Extract to read:

********

Tuesday, March 8, 2011


So there's been this hashtag on Twitter lately that started around Valentine's Day, to #lovesafely. UNAIDS started the trend as part of their Prevention Revolution campaign. But what does this actually mean? Using a condom? Making sure your partner has been tested? We're hosting some more free HIV testing in the GSU this Thursday (third floor, 10 am to 2 pm). But why is this important?

Some people think HIV and AIDS aren't a problem in the United States anymore, especially at a "rich kid" private university like BU. But for those of you with the attitude that people on this campus shouldn't need to get tested, you are the reason why the stigma of HIV still exists.

Mother-to-child transmission of HIV in the United States has been virtually eliminated. Many communities most affected by HIV in the US are yes, of low socioeconomic status. But we as leaders in Boston, in the United States and around the world should fight the stigma against those that have HIV. We should get tested proudly, because it's the smart, safe thing to do, rather than treating HIV testing as taboo. By getting tested regularly, we can make sure that we keep these infection rates low.

********

Assigned task 1: In the post on HIV testing, what reason does the writer give for getting tested proudly, and what does regular testing achieve? Answer in one to three sentences.
Assigned task 2:
Answer these questions on the HIV testing post, marking each answer with its letter:
(a) Who started the #lovesafely trend, and as part of what campaign?
(b) Where and at what hours is the free HIV testing on Thursday?
(c) What kind of HIV transmission has been virtually eliminated in the United States?
Assigned task 3: Write the next part of the HIV testing post, picking up after its last sentence.
The records have nothing to do with the text.

Saved data entries
********

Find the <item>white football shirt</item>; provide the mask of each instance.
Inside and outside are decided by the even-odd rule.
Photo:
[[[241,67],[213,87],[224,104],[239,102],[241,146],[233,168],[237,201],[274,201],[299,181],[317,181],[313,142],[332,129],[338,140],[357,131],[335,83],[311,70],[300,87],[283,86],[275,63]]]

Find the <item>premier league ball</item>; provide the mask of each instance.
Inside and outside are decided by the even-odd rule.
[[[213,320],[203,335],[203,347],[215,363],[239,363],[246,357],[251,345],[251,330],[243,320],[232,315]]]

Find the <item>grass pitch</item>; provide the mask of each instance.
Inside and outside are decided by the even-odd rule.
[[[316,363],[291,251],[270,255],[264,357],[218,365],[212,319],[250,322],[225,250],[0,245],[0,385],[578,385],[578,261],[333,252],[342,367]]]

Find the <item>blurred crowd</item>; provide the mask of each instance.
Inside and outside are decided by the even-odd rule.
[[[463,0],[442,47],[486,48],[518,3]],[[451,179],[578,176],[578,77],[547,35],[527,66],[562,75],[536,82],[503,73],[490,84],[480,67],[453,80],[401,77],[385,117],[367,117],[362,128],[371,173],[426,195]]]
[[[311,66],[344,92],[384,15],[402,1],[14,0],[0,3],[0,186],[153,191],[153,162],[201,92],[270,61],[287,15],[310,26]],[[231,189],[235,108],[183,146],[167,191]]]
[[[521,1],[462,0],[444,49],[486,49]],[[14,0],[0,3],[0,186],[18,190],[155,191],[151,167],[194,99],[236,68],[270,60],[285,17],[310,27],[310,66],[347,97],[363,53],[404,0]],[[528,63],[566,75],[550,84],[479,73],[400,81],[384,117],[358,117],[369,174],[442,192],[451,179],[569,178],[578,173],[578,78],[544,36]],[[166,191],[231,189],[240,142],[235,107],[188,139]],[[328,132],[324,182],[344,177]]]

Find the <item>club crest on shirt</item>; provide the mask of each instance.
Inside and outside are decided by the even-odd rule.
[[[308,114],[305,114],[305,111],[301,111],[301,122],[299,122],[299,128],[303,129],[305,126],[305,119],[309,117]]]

********

Your response 1: The writer says people should get tested proudly because it is the smart, safe thing to do, rather than treating HIV testing as taboo. Getting tested regularly helps keep infection rates low.

Your response 2:
(a) UNAIDS, as part of its Prevention Revolution campaign.
(b) On the third floor of the GSU, from 10 am to 2 pm.
(c) Mother-to-child transmission.

Your response 3:
Some of you may say- well, using condoms is common sense. We all learned that in sex ed in high school. But did you know the porn industry in the U.S. prefers not to use condoms, because filmmakers believe fewer people will watch? This approach has caused actors to contract HIV. Condoms aren't sexy, according to porn stars.

Students at the University of South Carolina recently fought against this idea. USC hosted an event last week called Project Condom, where students and groups across campus designed dresses made entirely out of condoms. Models strutted their stuff covered in rubbers down the runway, and with heads held high, they made the most fashionable statement of all- #lovesafely.

Credit: Keri Goff, The Daily Gamecock

Pictured above is a model in the Project Condom show at USC. Read the full story here.

We at BU are lucky to have access to HIV testing and treatment, and we should take full advantage of it. You don't have to come to our event to be tested- there are tons of resources on campus and in Boston. Just check out this list by the Community Service Center. Above all, have fun this Spring Break and #lovesafely!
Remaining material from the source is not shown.